(Selected text):
[BEGIN]
The Córdova & Fernós Congressional Internship Program is a publicly funded internship program created in 1993 through legislation authored by then Puerto Rico senator and former Secretary of State Kenneth McClintock and signed into law by Gov. Pedro Rosselló. Administered by a joint committee of the Puerto Rico Legislative Assembly and run by The Washington Center for Internships and Academic Seminars (TWC), the program provides the opportunity every year for 40 college students to experience a semester-long internship in an assigned congressional office of either chamber, in the Puerto Rico Federal Affairs Administration, or at Telemundo or Univision. By law, placement preference is given to the offices of Puerto Rico's Resident Commissioner, currently Pablo José Hernández (D-PR), and of congressmen of Puerto Rican heritage, including former Rep. José Serrano (D-NY), Luis Gutierrez (D-IL) Nydia Velázquez (D-NY) and Raúl Labrador (R-ID).

Originally named in honor of former Resident Commissioners Félix Córdova Dávila, who served from 1917 to 1932, and his son, Jorge Luis Córdova-Díaz, who served from 1969 to 1972, the program was renamed as "Córdova & Fernós" to also honor former Resident Commissioner Antonio Fernós Isern. Both Córdovas also served as Associate Justices of the Supreme Court of Puerto Rico while Fernós presided Puerto Rico's Constitutional Convention from 1951 to 1952.

By 2012, over 670 students from colleges and universities in Puerto Rico had enjoyed internships under the program, and the Spring 2009 class included a record 24 members.

A private sector committee, recently headed by Univision Puerto Rico president Larry Sands, provides private funds to supplement the $350,000 annual grant provided by the Puerto Rico Legislative Assembly.

Under the auspices of TWC, seventeen states have since established similar legislative-funded Congressional internship programs. The center established in 2008 the McClintock Award to the State Legislator of the Year, honoring the Córdova & Fernós Congressional Internship Program founder Kenneth McClintock, who received the first annual award on December 17, 2008, days before the end of his 28-year legislative career, sixteen as a senator, and the beginning of his service as the U.S. territory's Secretary of State.
[END]
(Complete the following):
A) From the internship program passage, repeat word for word the part that begins with the words containing "Under the auspices" and ends with "Secretary of State.".
B) Name every former Resident Commissioner whom the internship program passage says the program's name honors.
Answer from the passage itself, without drawing on outside knowledge.

(Position annotation records)
[BEGIN]
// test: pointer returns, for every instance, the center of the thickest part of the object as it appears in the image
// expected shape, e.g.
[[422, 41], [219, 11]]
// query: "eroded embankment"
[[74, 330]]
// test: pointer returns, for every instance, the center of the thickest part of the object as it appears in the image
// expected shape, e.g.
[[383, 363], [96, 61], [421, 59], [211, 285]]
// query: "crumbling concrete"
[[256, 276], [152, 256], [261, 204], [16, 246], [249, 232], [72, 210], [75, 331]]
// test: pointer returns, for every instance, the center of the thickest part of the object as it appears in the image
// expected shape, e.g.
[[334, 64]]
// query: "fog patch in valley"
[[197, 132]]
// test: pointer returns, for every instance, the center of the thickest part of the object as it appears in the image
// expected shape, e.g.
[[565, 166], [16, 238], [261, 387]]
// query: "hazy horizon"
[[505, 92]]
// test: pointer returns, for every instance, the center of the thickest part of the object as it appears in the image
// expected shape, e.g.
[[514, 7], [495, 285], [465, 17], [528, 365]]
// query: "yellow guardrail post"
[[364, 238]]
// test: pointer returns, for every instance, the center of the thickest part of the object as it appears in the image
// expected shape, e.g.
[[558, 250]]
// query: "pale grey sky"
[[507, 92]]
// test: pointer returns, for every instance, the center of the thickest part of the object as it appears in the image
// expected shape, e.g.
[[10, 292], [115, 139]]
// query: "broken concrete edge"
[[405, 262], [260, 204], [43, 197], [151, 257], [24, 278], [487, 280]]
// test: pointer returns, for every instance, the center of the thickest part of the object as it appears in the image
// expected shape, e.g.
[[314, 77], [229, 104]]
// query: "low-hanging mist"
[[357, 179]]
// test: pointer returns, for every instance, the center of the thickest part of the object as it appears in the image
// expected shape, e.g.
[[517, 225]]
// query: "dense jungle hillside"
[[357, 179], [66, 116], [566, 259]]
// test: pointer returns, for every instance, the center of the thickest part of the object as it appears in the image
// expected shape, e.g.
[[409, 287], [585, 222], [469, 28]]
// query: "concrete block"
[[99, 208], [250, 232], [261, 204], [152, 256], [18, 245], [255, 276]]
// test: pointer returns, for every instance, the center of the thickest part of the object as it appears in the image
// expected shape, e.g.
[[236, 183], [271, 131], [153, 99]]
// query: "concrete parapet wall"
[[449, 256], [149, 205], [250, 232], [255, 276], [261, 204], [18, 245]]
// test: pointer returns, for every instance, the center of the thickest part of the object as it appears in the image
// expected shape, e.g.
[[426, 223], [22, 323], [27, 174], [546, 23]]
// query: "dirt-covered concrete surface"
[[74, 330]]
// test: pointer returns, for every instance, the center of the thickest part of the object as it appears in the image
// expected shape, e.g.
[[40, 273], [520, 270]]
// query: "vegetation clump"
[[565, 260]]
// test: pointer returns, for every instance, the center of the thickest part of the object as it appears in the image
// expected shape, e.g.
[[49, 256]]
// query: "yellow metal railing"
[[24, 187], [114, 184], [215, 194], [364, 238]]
[END]
(Answers for the exercise):
A)
Under the auspices of TWC, seventeen states have since established similar legislative-funded Congressional internship programs. The center established in 2008 the McClintock Award to the State Legislator of the Year, honoring the Córdova & Fernós Congressional Internship Program founder Kenneth McClintock, who received the first annual award on December 17, 2008, days before the end of his 28-year legislative career, sixteen as a senator, and the beginning of his service as the U.S. territory's Secretary of State.

B) Félix Córdova Dávila, Jorge Luis Córdova-Díaz, Antonio Fernós Isern